Problem: Extract every item below verbatim, leaving out the pictures.

===== Provided entries

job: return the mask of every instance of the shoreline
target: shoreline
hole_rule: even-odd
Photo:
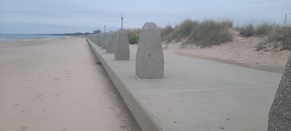
[[[85,39],[12,43],[0,43],[1,130],[141,131]]]

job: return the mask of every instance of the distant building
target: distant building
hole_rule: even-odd
[[[97,34],[97,33],[101,33],[101,31],[99,30],[99,29],[97,30],[97,31],[93,31],[93,33],[94,34]]]

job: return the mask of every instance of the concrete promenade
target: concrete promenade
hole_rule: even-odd
[[[267,130],[282,74],[164,50],[164,79],[140,80],[137,46],[116,61],[88,40],[143,131]]]

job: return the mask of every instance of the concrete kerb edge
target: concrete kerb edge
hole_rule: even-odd
[[[99,54],[99,53],[96,50],[95,47],[95,45],[92,44],[92,43],[94,43],[94,42],[92,42],[89,39],[86,40],[88,42],[88,43],[92,48],[92,49],[94,51],[95,54],[96,55],[99,60],[101,62],[101,63],[103,65],[104,68],[107,72],[107,73],[108,74],[110,78],[112,80],[112,81],[113,82],[114,85],[117,88],[117,90],[118,90],[118,91],[119,92],[119,93],[120,93],[120,94],[121,95],[121,96],[123,98],[124,100],[125,98],[125,98],[126,96],[124,96],[126,95],[126,94],[124,94],[124,93],[123,93],[122,92],[121,92],[121,89],[119,89],[119,87],[118,86],[118,85],[120,85],[120,84],[117,83],[117,82],[116,82],[115,81],[114,81],[114,79],[115,79],[115,78],[113,75],[115,75],[115,77],[117,78],[117,80],[116,80],[119,81],[118,82],[120,82],[121,84],[122,84],[120,85],[123,86],[127,91],[128,93],[130,95],[130,104],[129,105],[129,103],[127,103],[126,100],[124,101],[127,104],[128,107],[129,108],[130,112],[131,112],[131,113],[132,114],[136,120],[138,121],[138,123],[140,125],[143,131],[162,131],[162,130],[158,124],[157,123],[157,122],[154,120],[154,119],[152,118],[152,117],[149,114],[149,113],[147,111],[146,111],[145,107],[142,105],[139,101],[137,100],[136,98],[133,96],[134,94],[133,94],[132,93],[130,93],[129,92],[129,90],[126,87],[126,85],[125,84],[125,83],[122,81],[120,80],[121,79],[120,79],[120,78],[117,75],[116,75],[116,73],[114,71],[113,71],[113,70],[112,70],[112,69],[111,69],[111,68],[110,68],[110,67],[109,67],[109,66],[108,66],[106,62],[105,61],[104,59],[101,57],[101,55],[100,55],[100,54]],[[110,72],[112,72],[113,74],[112,74]],[[133,105],[133,106],[132,106],[132,105]],[[135,110],[132,110],[133,107],[133,109],[135,109]]]

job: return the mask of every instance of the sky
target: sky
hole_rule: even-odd
[[[93,33],[228,17],[234,25],[291,21],[291,0],[0,0],[0,33]]]

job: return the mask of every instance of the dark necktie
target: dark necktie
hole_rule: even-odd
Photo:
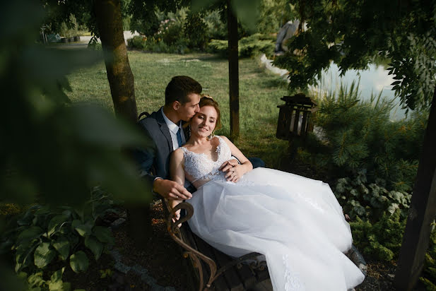
[[[179,148],[182,146],[182,130],[180,127],[179,127],[179,130],[177,131],[177,143],[179,143]]]

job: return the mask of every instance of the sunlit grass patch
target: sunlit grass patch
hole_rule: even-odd
[[[218,134],[230,135],[228,65],[226,59],[214,54],[149,54],[129,52],[135,80],[138,112],[152,112],[165,102],[165,89],[171,78],[189,76],[203,86],[205,94],[213,97],[221,108],[223,126]],[[265,160],[276,167],[286,150],[287,143],[276,138],[278,119],[277,105],[287,94],[287,84],[280,76],[265,72],[254,59],[242,59],[240,65],[240,137],[237,146],[247,156]],[[68,95],[73,102],[93,102],[111,110],[113,105],[102,61],[69,76],[73,91]]]

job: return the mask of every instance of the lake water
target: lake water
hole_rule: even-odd
[[[341,84],[346,84],[350,86],[354,81],[359,81],[359,91],[363,100],[369,100],[371,94],[378,96],[382,92],[382,97],[389,100],[394,99],[394,93],[391,89],[391,84],[394,82],[392,75],[388,75],[388,71],[382,66],[371,64],[369,69],[365,71],[348,70],[345,76],[339,78],[339,70],[336,64],[331,64],[326,72],[323,73],[322,81],[320,85],[324,91],[335,90],[339,88]],[[314,90],[317,90],[315,88]],[[401,119],[405,117],[405,110],[399,105],[399,99],[396,98],[394,102],[396,105],[391,112],[392,119]]]

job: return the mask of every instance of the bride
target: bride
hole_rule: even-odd
[[[220,126],[216,102],[204,97],[199,106],[191,137],[170,164],[173,180],[183,185],[186,178],[198,189],[189,200],[192,230],[230,256],[263,254],[276,291],[347,290],[362,283],[363,274],[343,254],[353,239],[329,185],[252,170],[231,141],[213,135]]]

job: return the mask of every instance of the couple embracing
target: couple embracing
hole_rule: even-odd
[[[172,78],[165,106],[140,121],[155,143],[137,155],[153,191],[173,207],[189,200],[192,230],[220,251],[263,254],[276,291],[347,290],[362,283],[344,254],[350,226],[329,185],[262,167],[215,136],[220,108],[201,90],[189,77]]]

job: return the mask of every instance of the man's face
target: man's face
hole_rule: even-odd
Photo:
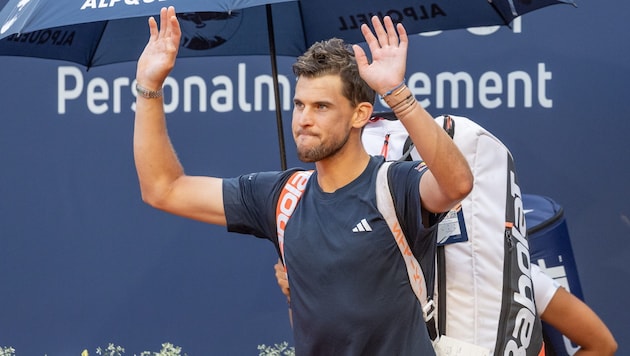
[[[301,161],[331,157],[348,141],[354,108],[341,89],[337,75],[300,77],[297,81],[292,129]]]

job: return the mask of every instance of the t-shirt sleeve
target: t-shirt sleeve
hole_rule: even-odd
[[[560,287],[560,284],[543,272],[538,265],[532,263],[532,282],[534,284],[534,301],[536,312],[541,316],[549,302]]]
[[[251,173],[224,179],[223,207],[228,231],[276,241],[275,204],[291,173]]]

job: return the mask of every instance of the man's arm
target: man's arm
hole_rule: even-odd
[[[181,30],[175,9],[160,12],[161,28],[149,19],[151,36],[138,60],[136,80],[149,91],[162,88],[175,66]],[[138,95],[134,159],[142,199],[151,206],[195,220],[225,225],[222,180],[184,173],[168,137],[162,97]]]
[[[367,25],[361,26],[372,63],[368,63],[363,49],[355,45],[359,73],[403,123],[429,167],[430,171],[420,181],[423,207],[430,212],[448,211],[472,189],[472,172],[453,140],[404,85],[409,42],[405,28],[402,24],[394,27],[387,16],[383,23],[384,27],[377,17],[372,18],[374,33]]]

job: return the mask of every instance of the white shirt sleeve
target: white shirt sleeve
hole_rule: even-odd
[[[538,265],[532,263],[532,283],[534,285],[534,301],[538,316],[547,309],[560,284],[545,274]]]

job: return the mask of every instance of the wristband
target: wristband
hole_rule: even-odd
[[[402,83],[398,84],[394,89],[386,92],[385,94],[383,94],[381,96],[381,98],[385,99],[387,96],[392,95],[396,90],[401,89],[403,86],[405,86],[405,80],[403,79]]]
[[[136,82],[136,92],[146,99],[157,99],[162,97],[162,88],[159,90],[149,90]]]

==========

Output:
job: return the mask of every instance of the shoreline
target: shoreline
hole_rule: even-odd
Photo:
[[[85,39],[12,43],[0,43],[1,130],[141,131]]]

job: return the mask of every instance of the distant building
target: distant building
hole_rule: even-odd
[[[97,34],[97,33],[101,33],[101,31],[99,30],[99,29],[97,30],[97,31],[93,31],[93,33],[94,34]]]

job: return the mask of every instance of the concrete promenade
target: concrete promenade
hole_rule: even-odd
[[[267,130],[282,74],[164,50],[164,79],[140,80],[137,46],[116,61],[88,40],[143,131]]]

job: return the mask of every instance of the concrete kerb edge
target: concrete kerb edge
hole_rule: even-odd
[[[99,54],[99,53],[96,50],[95,47],[95,45],[92,44],[92,43],[94,43],[94,42],[92,42],[89,39],[86,40],[88,42],[88,43],[92,48],[92,49],[94,51],[95,54],[96,55],[99,60],[101,62],[101,63],[103,65],[104,68],[107,72],[107,73],[108,74],[110,78],[112,80],[112,81],[113,82],[114,85],[117,88],[117,90],[118,90],[118,91],[119,92],[119,93],[120,93],[120,94],[121,95],[121,96],[123,98],[124,100],[125,98],[125,98],[126,96],[124,96],[126,95],[126,94],[124,94],[124,93],[123,93],[122,92],[121,92],[121,89],[119,89],[119,87],[118,86],[118,85],[120,85],[120,84],[117,83],[117,82],[116,82],[115,81],[114,81],[114,79],[115,79],[115,78],[113,75],[115,75],[115,77],[117,78],[117,80],[116,80],[119,81],[118,82],[120,82],[121,84],[122,84],[120,85],[123,86],[127,91],[128,93],[130,95],[130,104],[129,105],[129,103],[127,103],[126,100],[124,101],[127,104],[128,107],[129,108],[130,112],[131,112],[131,113],[132,114],[136,120],[138,121],[138,123],[140,125],[143,131],[162,131],[162,130],[158,124],[157,123],[157,122],[154,120],[154,119],[152,118],[152,117],[149,114],[149,113],[147,111],[146,111],[145,107],[142,105],[139,101],[137,100],[136,98],[133,96],[134,94],[133,94],[132,93],[130,93],[129,92],[129,90],[126,87],[126,85],[125,84],[125,83],[122,81],[120,80],[121,79],[120,79],[120,78],[117,75],[116,75],[116,73],[114,71],[113,71],[113,70],[112,70],[112,69],[111,69],[111,68],[110,68],[110,67],[109,67],[109,66],[108,66],[106,62],[105,61],[104,59],[101,57],[101,55],[100,55],[100,54]],[[110,72],[112,72],[113,74],[112,74]],[[133,105],[133,106],[132,106],[132,105]],[[135,110],[132,110],[133,107],[133,109],[135,109]]]

job: return the mask of every instance of the sky
target: sky
hole_rule: even-odd
[[[93,33],[228,17],[234,25],[291,21],[291,0],[0,0],[0,33]]]

job: return the mask of every instance of the dark necktie
target: dark necktie
hole_rule: even-odd
Photo:
[[[179,148],[182,146],[182,130],[180,127],[179,127],[179,130],[177,131],[177,143],[179,143]]]

job: return the mask of every instance of the sunlit grass patch
target: sunlit grass patch
hole_rule: even-odd
[[[218,134],[230,135],[228,65],[226,59],[214,54],[149,54],[129,52],[135,80],[138,112],[152,112],[165,102],[165,89],[171,78],[189,76],[203,86],[205,94],[213,97],[221,108],[223,126]],[[265,160],[276,167],[286,150],[287,143],[276,138],[278,119],[277,105],[287,94],[287,84],[280,76],[265,72],[254,59],[242,59],[240,65],[240,137],[237,146],[247,156]],[[68,95],[73,102],[93,102],[111,110],[113,105],[102,61],[69,76],[73,91]]]

job: return the mask of every instance of the lake water
target: lake water
hole_rule: even-odd
[[[341,84],[346,84],[350,86],[354,81],[359,81],[359,91],[363,100],[369,100],[371,94],[378,96],[382,92],[382,97],[389,100],[394,99],[394,93],[391,89],[391,84],[394,82],[392,75],[388,75],[388,71],[382,66],[371,64],[369,69],[365,71],[348,70],[345,76],[339,78],[339,70],[336,64],[331,64],[326,72],[323,73],[322,81],[320,85],[324,91],[335,90],[339,88]],[[314,90],[317,90],[315,88]],[[401,119],[405,117],[405,110],[399,105],[399,99],[396,98],[394,102],[396,105],[391,112],[392,119]]]

job: return the mask of every instance of the bride
target: bride
hole_rule: even-odd
[[[220,126],[216,102],[204,97],[199,106],[191,137],[170,164],[173,180],[183,185],[186,178],[198,189],[189,200],[192,230],[230,256],[263,254],[276,291],[347,290],[362,283],[363,274],[343,254],[353,239],[329,185],[252,170],[231,141],[213,135]]]

job: return the mask of every instance of the couple embracing
target: couple embracing
hole_rule: even-odd
[[[172,78],[165,106],[140,121],[155,143],[137,155],[153,191],[173,207],[189,200],[192,230],[220,251],[263,254],[276,291],[347,290],[362,283],[344,254],[350,226],[329,185],[262,167],[215,136],[220,108],[201,90],[189,77]]]

job: return the mask of every instance of the man's face
target: man's face
hole_rule: even-odd
Photo:
[[[301,161],[331,157],[348,141],[354,108],[341,89],[337,75],[300,77],[297,81],[292,129]]]

job: return the mask of every instance of the t-shirt sleeve
target: t-shirt sleeve
hole_rule: even-odd
[[[560,287],[560,284],[543,272],[538,265],[532,263],[532,282],[534,284],[534,301],[536,312],[541,316],[549,302]]]
[[[251,173],[224,179],[223,207],[228,231],[276,241],[275,204],[291,173]]]

job: return the mask of every instance of the man's arm
target: man's arm
hole_rule: even-odd
[[[181,30],[175,9],[160,12],[161,28],[149,19],[151,36],[138,60],[136,80],[149,91],[162,88],[175,66]],[[138,95],[134,159],[142,199],[151,206],[195,220],[225,225],[222,180],[184,173],[168,137],[162,97]]]
[[[367,25],[361,26],[372,63],[368,63],[363,49],[355,45],[359,73],[403,123],[429,167],[430,171],[420,181],[423,207],[430,212],[448,211],[472,189],[472,172],[453,140],[404,85],[409,42],[405,28],[402,24],[394,27],[387,16],[383,23],[384,27],[377,17],[372,18],[374,33]]]

job: return the mask of every instance of the white shirt sleeve
target: white shirt sleeve
hole_rule: even-odd
[[[538,265],[532,263],[532,283],[534,285],[534,301],[538,316],[547,309],[560,284],[545,274]]]

job: return the mask of every instance of the wristband
target: wristband
hole_rule: even-odd
[[[402,83],[398,84],[394,89],[386,92],[385,94],[383,94],[381,96],[381,98],[385,99],[387,96],[392,95],[396,90],[401,89],[403,86],[405,86],[405,80],[403,79]]]
[[[136,82],[136,92],[146,99],[157,99],[162,97],[162,88],[159,90],[149,90]]]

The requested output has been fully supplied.